** Start Records for this task **

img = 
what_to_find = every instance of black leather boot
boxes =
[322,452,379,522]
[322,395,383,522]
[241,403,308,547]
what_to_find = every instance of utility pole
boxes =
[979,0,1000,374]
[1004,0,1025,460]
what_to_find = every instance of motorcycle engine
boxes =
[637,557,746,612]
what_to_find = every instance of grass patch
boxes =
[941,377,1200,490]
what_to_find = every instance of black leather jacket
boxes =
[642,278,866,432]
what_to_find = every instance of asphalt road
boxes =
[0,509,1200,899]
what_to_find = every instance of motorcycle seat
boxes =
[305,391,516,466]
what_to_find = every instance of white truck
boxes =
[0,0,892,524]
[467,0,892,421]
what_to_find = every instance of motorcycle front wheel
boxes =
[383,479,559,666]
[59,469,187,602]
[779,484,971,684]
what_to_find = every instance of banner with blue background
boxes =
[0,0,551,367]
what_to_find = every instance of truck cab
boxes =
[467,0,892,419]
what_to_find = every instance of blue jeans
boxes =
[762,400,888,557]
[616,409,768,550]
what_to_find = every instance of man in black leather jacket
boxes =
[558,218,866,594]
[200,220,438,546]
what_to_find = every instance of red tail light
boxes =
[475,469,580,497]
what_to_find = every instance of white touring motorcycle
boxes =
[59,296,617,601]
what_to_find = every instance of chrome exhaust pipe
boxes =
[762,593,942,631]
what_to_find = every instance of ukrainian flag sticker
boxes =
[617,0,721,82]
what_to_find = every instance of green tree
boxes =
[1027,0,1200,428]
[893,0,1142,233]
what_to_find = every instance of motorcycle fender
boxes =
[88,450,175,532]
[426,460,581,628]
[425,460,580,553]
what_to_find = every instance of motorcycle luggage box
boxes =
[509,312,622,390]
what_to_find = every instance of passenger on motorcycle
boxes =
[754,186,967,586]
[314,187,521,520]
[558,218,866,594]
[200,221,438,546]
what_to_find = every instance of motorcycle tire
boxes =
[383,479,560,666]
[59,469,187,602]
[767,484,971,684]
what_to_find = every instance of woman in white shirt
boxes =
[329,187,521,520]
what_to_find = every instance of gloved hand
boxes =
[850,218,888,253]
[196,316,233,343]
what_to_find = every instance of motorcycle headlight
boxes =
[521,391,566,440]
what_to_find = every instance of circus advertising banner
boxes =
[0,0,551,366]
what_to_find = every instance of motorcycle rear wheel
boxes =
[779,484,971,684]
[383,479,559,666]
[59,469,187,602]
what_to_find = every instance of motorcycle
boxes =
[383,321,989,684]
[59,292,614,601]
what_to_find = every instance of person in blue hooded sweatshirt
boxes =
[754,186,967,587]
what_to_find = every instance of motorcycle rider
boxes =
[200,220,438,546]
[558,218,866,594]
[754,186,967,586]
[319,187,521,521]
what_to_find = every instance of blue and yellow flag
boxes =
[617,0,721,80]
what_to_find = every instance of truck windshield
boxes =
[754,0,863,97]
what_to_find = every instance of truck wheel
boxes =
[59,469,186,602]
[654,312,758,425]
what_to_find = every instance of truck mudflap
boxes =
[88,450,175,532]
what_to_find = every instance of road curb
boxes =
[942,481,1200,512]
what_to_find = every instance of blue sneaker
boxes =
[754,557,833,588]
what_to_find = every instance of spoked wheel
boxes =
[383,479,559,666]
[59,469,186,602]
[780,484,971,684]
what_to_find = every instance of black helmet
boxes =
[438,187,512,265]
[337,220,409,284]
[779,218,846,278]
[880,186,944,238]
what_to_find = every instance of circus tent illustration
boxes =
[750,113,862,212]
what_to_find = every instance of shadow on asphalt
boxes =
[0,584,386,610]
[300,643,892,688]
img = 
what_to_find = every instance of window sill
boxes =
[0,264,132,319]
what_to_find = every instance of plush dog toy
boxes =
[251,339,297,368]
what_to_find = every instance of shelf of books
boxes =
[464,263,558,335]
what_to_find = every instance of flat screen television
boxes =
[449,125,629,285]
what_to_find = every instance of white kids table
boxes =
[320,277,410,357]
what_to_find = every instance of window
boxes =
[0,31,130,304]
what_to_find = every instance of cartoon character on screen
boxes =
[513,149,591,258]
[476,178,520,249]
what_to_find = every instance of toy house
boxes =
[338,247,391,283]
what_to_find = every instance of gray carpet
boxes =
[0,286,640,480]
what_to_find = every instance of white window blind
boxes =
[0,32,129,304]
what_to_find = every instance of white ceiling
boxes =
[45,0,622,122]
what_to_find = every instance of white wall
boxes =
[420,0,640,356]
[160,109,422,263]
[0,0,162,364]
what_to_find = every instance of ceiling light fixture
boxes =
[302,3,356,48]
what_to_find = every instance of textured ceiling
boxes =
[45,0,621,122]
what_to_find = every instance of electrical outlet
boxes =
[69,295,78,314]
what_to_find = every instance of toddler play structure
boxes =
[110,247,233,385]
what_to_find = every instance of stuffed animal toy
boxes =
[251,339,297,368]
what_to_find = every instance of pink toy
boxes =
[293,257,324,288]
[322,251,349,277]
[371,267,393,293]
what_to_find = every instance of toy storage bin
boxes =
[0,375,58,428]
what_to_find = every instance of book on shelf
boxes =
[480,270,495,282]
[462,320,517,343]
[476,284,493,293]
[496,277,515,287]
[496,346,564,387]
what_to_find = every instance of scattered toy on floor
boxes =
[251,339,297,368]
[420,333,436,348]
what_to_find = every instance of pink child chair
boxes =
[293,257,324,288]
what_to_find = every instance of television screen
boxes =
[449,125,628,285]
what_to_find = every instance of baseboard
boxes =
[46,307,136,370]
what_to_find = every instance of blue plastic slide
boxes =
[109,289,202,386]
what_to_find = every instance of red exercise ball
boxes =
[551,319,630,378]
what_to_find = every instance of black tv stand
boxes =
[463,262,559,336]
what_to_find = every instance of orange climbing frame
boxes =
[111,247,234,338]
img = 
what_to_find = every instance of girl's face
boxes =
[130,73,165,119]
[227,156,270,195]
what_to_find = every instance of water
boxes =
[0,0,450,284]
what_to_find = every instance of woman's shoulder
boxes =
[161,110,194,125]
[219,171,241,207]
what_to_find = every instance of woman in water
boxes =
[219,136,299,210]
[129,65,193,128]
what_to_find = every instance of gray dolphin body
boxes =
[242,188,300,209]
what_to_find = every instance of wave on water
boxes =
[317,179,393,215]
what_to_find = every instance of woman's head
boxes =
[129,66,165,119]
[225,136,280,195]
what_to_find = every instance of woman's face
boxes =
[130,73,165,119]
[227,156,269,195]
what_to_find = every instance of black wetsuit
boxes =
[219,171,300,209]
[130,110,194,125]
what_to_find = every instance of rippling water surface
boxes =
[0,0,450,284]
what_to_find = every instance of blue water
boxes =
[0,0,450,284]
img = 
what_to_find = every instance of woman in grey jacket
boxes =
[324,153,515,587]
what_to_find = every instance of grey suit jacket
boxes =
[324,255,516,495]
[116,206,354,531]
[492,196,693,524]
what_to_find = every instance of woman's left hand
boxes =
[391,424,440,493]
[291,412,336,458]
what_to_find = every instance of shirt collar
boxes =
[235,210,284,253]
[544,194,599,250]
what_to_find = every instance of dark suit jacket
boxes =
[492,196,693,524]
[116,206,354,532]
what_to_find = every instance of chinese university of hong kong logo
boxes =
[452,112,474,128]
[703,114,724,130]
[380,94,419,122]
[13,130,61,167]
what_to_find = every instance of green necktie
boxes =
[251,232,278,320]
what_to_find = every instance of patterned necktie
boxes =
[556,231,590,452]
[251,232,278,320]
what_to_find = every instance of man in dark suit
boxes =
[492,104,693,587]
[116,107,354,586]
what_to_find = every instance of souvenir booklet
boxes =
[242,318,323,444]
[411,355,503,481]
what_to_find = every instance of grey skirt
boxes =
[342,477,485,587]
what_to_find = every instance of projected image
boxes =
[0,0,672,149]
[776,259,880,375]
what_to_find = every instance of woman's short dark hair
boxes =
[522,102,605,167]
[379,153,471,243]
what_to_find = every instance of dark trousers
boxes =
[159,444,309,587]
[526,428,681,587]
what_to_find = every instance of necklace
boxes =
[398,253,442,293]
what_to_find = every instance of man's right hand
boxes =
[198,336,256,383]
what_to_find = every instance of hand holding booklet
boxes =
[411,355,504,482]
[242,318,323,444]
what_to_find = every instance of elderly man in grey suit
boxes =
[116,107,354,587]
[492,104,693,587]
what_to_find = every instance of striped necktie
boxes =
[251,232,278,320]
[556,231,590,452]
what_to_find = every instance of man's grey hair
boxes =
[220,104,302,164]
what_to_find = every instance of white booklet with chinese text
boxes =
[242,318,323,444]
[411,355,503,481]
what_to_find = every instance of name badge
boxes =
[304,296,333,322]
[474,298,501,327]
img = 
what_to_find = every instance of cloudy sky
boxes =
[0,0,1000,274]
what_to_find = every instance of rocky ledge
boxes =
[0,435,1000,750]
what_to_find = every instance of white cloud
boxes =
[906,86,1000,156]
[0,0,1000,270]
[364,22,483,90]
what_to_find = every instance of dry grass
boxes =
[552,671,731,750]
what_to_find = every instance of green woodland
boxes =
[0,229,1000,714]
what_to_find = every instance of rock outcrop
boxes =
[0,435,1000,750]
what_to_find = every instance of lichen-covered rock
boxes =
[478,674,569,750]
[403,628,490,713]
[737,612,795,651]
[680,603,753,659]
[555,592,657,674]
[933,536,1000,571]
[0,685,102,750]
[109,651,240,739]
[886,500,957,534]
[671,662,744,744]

** End Records for this task **

> Task brief:
Rewrite the lines beginning with the line that contains "what_to_find = every instance of motorcycle rear" and continuing through the line that contains "[319,187,521,521]", substituting "hoodie" for "sweatshirt" and leaving everything else unchanged.

> Task answer:
what_to_find = every instance of motorcycle rear wheel
boxes =
[779,484,971,684]
[383,479,559,666]
[59,469,187,602]
what_to_find = every instance of motorcycle
boxes =
[383,321,989,684]
[59,292,614,601]
what_to_find = every instance of person in blue hooded hoodie
boxes =
[754,186,967,587]
what_to_find = every instance of motorcycle rider
boxes =
[200,220,438,546]
[558,218,866,594]
[754,186,967,586]
[319,187,521,521]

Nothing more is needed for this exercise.